Restate word for word the lines from the one containing "indicate the black car with a point" through the end of the listing below, with both ends included.

(Records contained in a dataset)
- - - - - - -
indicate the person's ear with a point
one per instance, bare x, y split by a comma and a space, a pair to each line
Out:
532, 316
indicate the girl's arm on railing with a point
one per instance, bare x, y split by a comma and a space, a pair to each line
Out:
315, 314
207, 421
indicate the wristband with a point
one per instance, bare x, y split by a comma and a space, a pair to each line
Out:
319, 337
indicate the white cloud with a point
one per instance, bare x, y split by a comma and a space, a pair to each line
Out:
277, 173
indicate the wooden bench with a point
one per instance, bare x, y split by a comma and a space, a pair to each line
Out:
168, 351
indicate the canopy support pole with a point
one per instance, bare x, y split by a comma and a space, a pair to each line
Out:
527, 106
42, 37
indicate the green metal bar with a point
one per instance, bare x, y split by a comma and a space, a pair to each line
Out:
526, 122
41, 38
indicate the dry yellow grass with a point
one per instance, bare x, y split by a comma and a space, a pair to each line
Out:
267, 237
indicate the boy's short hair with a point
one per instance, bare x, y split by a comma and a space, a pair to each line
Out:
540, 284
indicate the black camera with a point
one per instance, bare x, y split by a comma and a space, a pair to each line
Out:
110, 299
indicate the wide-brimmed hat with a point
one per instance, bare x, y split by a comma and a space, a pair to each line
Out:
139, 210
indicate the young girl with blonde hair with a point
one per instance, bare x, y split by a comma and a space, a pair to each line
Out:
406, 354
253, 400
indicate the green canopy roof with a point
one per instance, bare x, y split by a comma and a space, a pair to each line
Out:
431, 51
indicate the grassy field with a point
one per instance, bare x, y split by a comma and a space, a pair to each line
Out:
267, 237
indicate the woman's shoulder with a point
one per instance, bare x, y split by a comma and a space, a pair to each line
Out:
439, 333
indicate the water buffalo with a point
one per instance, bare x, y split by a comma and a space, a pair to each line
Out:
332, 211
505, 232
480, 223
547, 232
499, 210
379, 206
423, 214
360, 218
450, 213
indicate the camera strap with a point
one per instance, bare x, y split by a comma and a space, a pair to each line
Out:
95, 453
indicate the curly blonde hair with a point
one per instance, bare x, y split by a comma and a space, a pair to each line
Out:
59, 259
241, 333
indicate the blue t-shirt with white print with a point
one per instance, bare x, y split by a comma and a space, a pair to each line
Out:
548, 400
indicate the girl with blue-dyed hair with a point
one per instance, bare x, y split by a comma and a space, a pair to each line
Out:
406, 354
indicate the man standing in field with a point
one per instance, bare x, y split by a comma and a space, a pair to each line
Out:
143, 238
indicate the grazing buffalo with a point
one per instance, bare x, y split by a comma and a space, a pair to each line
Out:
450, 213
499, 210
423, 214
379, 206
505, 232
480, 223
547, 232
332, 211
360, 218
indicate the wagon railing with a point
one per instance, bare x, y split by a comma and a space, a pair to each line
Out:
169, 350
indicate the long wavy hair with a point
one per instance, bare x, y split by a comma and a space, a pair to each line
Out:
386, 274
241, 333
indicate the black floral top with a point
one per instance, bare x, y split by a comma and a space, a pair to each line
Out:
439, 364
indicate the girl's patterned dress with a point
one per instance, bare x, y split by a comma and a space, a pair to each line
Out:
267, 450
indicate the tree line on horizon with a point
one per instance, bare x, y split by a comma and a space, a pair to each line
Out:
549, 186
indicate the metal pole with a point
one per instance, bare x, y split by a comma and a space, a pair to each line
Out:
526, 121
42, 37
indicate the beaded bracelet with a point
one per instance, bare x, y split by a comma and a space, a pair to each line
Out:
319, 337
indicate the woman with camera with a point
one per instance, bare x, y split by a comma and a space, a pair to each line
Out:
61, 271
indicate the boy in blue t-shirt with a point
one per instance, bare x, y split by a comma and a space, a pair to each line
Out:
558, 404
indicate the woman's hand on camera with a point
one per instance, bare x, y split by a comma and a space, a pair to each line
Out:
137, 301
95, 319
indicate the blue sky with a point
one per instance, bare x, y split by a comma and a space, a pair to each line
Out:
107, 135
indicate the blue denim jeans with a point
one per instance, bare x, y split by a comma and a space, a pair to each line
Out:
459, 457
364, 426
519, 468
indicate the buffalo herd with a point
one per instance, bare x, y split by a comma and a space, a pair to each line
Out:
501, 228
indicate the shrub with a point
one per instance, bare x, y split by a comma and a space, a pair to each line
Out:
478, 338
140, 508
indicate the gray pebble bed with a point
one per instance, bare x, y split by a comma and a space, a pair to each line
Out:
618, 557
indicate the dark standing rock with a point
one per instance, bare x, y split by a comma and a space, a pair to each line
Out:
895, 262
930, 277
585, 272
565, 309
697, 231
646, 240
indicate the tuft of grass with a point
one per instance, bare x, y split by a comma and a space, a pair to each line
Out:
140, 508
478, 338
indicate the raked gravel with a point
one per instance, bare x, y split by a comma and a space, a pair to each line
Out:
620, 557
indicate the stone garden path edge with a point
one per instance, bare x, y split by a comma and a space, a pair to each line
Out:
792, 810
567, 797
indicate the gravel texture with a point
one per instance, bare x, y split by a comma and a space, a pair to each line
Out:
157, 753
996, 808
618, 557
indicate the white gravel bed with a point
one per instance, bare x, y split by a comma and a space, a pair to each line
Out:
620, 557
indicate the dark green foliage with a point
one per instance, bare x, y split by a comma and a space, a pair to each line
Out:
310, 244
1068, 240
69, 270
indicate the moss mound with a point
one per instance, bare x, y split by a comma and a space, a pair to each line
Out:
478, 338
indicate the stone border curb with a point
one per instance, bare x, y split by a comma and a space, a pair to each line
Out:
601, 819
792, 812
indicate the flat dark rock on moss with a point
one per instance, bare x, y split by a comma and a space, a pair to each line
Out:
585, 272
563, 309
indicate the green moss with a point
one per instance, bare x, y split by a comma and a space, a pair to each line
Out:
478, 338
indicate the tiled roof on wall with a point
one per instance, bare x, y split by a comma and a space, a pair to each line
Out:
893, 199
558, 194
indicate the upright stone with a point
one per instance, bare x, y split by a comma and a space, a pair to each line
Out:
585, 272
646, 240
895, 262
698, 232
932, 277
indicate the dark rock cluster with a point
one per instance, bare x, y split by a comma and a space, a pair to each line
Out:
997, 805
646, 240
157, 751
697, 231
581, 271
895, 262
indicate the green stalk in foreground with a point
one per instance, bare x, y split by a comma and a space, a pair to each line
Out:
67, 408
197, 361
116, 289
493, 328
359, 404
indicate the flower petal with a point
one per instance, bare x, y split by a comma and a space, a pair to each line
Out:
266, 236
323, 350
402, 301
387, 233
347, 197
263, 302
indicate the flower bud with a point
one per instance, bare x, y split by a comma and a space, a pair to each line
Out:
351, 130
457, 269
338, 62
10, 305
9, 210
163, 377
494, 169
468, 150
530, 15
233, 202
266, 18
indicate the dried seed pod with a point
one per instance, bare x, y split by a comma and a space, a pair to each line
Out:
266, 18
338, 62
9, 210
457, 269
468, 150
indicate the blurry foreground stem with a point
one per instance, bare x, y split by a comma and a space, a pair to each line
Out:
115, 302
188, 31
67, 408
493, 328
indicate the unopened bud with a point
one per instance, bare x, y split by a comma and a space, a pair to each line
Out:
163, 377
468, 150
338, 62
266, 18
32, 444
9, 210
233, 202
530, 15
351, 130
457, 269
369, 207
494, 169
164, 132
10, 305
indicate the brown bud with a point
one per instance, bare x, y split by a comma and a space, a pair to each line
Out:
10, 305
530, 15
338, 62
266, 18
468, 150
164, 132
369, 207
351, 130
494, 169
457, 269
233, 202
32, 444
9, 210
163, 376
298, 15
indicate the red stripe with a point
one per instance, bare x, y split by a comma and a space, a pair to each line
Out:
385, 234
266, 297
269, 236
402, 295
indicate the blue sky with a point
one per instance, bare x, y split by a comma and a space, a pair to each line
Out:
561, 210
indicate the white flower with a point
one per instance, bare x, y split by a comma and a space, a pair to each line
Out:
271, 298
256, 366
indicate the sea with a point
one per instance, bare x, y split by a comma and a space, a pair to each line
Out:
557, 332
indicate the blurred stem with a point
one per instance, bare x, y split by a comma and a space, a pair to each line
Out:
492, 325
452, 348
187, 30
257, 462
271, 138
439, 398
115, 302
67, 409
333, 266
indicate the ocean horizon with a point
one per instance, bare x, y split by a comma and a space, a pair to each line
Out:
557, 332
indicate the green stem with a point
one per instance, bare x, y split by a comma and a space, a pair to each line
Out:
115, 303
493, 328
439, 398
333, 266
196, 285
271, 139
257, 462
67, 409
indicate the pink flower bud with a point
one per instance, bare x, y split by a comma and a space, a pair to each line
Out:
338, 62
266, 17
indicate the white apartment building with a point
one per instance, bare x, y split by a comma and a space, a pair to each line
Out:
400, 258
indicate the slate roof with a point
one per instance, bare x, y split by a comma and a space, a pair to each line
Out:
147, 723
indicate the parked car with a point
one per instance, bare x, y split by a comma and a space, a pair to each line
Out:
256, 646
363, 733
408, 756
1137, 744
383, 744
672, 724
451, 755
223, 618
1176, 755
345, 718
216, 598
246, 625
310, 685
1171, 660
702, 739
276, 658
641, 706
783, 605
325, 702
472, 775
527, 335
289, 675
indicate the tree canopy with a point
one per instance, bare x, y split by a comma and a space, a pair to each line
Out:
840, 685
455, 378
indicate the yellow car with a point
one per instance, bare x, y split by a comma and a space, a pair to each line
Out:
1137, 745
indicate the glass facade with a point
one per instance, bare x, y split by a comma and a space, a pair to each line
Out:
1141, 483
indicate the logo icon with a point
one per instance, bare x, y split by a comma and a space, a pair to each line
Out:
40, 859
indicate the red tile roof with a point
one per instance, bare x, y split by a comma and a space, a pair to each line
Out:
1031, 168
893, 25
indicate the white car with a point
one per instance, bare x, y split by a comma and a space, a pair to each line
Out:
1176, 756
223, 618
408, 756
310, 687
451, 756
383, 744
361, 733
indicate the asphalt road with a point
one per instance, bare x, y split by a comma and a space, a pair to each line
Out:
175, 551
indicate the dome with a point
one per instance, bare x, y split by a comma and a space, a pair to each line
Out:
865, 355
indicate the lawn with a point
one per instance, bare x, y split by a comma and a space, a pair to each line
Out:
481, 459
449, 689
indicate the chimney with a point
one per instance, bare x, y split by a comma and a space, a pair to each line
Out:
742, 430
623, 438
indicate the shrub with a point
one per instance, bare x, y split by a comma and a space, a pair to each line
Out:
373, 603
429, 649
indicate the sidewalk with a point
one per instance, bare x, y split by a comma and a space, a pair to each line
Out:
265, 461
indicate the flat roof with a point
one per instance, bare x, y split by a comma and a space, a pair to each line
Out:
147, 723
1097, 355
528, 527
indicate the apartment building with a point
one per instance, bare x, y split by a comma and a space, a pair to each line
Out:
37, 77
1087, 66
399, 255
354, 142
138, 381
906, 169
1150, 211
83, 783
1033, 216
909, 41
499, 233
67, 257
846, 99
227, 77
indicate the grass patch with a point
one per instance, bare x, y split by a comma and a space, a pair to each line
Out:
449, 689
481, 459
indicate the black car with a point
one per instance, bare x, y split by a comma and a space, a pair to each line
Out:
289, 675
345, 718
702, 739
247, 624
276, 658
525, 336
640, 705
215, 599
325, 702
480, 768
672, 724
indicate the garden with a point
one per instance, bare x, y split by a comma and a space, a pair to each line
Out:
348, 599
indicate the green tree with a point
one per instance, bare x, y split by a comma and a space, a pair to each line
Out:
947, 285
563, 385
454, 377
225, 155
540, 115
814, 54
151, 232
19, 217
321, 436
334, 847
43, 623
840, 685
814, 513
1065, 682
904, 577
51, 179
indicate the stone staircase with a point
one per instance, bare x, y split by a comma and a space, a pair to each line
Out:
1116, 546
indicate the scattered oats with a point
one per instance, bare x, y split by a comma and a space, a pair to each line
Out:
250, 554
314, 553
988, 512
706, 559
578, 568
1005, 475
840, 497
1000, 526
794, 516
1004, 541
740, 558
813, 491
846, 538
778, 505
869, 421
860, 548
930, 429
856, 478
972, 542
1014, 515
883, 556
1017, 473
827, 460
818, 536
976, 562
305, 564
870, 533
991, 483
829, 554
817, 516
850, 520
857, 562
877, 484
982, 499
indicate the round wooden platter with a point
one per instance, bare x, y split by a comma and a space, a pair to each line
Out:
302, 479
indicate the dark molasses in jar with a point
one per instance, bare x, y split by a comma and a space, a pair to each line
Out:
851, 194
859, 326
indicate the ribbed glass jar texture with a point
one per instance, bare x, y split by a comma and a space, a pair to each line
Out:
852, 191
- - - - - - -
**Exercise result**
indicate the black car with a point
one per instance, bare x, y split by a comma and a space, a pair to each line
Out:
289, 675
345, 718
702, 739
247, 624
276, 658
525, 336
640, 705
215, 599
325, 702
480, 768
672, 724
indicate the garden with a point
one per instance, bare x, y split by a comma and a space, a pair to each line
Out:
348, 599
indicate the green tree with a point
one per instance, bare x, y split by a comma and a space, a pair to each line
Out:
947, 285
563, 385
454, 377
225, 155
540, 115
814, 54
151, 232
19, 217
321, 436
334, 847
43, 623
840, 685
814, 513
1065, 682
904, 577
51, 179
indicate the stone staircase with a point
one per instance, bare x, y split by a comma and a space, a pair to each line
Out:
1116, 546
indicate the scattered oats with a point
one per instance, bare x, y split by a comma and a space, a pair to each line
Out:
250, 554
314, 553
988, 512
706, 559
578, 568
1005, 475
840, 497
1000, 526
794, 516
1004, 541
740, 558
813, 491
846, 538
778, 505
869, 421
860, 548
930, 429
856, 478
972, 542
1014, 515
883, 556
1017, 473
827, 460
818, 536
976, 562
305, 564
870, 533
991, 483
829, 554
817, 516
850, 520
857, 562
877, 484
982, 499
indicate the round wooden platter with a point
one per instance, bare x, y split by a comma and a space, a pair to each line
Out:
302, 479
indicate the dark molasses in jar with a point
one per instance, bare x, y split by a comma and a space, a pair to each line
Out:
851, 194
859, 326
indicate the ribbed glass jar texture with a point
one per instance, bare x, y split by a comma and a space, a pair to each line
Out:
852, 191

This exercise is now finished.